▶ **Your task**: Starting at the beginning of the records below and ending with the line that contains "x=471, y=217", including that line, give each line as one string in a JSON list. Leave out blank lines and the pictures.

▶ **Given records**:
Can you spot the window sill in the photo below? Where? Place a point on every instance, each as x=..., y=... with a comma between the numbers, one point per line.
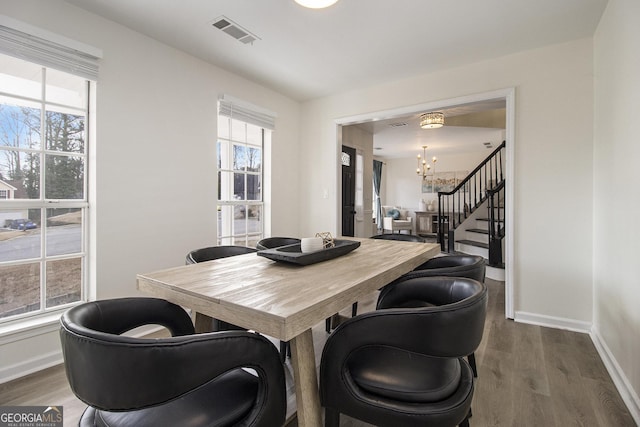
x=22, y=329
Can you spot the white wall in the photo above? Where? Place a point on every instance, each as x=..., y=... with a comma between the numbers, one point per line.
x=553, y=165
x=155, y=155
x=616, y=196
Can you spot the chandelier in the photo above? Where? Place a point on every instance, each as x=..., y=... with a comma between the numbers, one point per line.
x=431, y=120
x=423, y=166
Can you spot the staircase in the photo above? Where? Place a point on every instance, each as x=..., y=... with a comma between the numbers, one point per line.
x=471, y=217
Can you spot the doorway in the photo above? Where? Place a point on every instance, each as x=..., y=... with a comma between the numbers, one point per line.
x=508, y=96
x=348, y=190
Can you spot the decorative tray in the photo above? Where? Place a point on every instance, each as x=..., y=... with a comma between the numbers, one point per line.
x=293, y=253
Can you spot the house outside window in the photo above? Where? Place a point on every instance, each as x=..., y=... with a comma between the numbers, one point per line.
x=243, y=147
x=240, y=176
x=43, y=177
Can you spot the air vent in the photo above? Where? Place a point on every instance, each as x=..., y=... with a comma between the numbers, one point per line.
x=234, y=30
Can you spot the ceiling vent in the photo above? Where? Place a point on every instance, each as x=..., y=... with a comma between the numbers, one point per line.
x=234, y=30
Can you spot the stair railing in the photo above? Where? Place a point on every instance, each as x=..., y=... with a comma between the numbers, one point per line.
x=456, y=205
x=495, y=204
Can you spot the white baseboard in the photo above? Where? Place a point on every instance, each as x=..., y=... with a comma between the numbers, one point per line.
x=44, y=361
x=35, y=364
x=620, y=380
x=553, y=322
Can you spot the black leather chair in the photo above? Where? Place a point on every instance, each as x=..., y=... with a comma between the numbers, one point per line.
x=398, y=236
x=188, y=379
x=216, y=252
x=406, y=366
x=276, y=242
x=469, y=266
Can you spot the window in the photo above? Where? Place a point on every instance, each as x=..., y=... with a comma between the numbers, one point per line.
x=43, y=173
x=244, y=138
x=240, y=177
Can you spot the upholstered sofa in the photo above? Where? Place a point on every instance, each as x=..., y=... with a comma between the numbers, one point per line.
x=396, y=219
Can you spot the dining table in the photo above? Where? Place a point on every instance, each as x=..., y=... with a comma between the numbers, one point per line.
x=286, y=300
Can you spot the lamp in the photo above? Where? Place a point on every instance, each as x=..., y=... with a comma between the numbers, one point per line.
x=316, y=4
x=423, y=166
x=431, y=120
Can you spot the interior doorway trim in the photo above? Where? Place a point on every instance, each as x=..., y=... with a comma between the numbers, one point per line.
x=508, y=95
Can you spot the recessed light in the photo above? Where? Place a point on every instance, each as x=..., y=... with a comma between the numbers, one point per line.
x=316, y=4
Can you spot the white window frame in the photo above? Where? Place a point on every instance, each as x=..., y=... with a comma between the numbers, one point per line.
x=252, y=115
x=227, y=204
x=9, y=326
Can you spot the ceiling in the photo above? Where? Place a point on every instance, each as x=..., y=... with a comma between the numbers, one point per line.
x=467, y=128
x=305, y=53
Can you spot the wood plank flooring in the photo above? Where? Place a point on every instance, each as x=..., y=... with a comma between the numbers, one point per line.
x=527, y=376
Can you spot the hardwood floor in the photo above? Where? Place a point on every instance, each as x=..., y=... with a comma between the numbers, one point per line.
x=527, y=376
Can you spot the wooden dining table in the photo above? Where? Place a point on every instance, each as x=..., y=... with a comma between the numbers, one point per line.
x=285, y=300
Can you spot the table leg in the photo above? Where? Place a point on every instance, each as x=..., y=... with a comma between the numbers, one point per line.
x=304, y=372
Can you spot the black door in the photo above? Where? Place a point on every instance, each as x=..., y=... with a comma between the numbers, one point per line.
x=348, y=190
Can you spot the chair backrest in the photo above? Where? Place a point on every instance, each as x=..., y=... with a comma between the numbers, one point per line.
x=398, y=236
x=469, y=266
x=452, y=329
x=112, y=372
x=276, y=242
x=216, y=252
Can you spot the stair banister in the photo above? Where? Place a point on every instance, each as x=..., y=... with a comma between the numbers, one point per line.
x=454, y=206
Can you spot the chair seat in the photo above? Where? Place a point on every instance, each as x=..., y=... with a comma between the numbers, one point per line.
x=401, y=375
x=223, y=401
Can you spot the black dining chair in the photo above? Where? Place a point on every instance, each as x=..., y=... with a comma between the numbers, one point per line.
x=219, y=378
x=405, y=366
x=469, y=266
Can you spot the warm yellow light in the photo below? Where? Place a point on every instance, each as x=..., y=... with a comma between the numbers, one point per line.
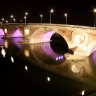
x=79, y=39
x=11, y=16
x=75, y=69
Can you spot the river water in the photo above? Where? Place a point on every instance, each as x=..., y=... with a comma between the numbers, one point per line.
x=43, y=70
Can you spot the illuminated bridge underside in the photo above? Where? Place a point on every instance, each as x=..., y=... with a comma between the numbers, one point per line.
x=41, y=37
x=81, y=39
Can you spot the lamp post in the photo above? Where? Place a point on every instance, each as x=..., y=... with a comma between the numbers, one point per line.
x=94, y=16
x=66, y=17
x=41, y=16
x=51, y=11
x=11, y=18
x=25, y=17
x=2, y=20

▶ **The answer**:
[
  "Can you spot the window sill in the photo below? Where? Place a point on every instance, each as x=..., y=... with a comma between the numbers, one point per line.",
  "x=22, y=329",
  "Can you spot the white wall in the photo above? Where? Place a point on every instance, each as x=..., y=... with a comma between the numbers, one point per line.",
  "x=553, y=165",
  "x=155, y=155",
  "x=616, y=196",
  "Can you spot the chandelier in the photo above? Where? Place a point on every instance, each as x=..., y=... with a comma between the numbers, one point per line.",
  "x=431, y=120",
  "x=423, y=166",
  "Can you spot the staircase in the photo above? Where? Place a point on every instance, each as x=..., y=... with a comma between the numbers, one point per line.",
  "x=471, y=217"
]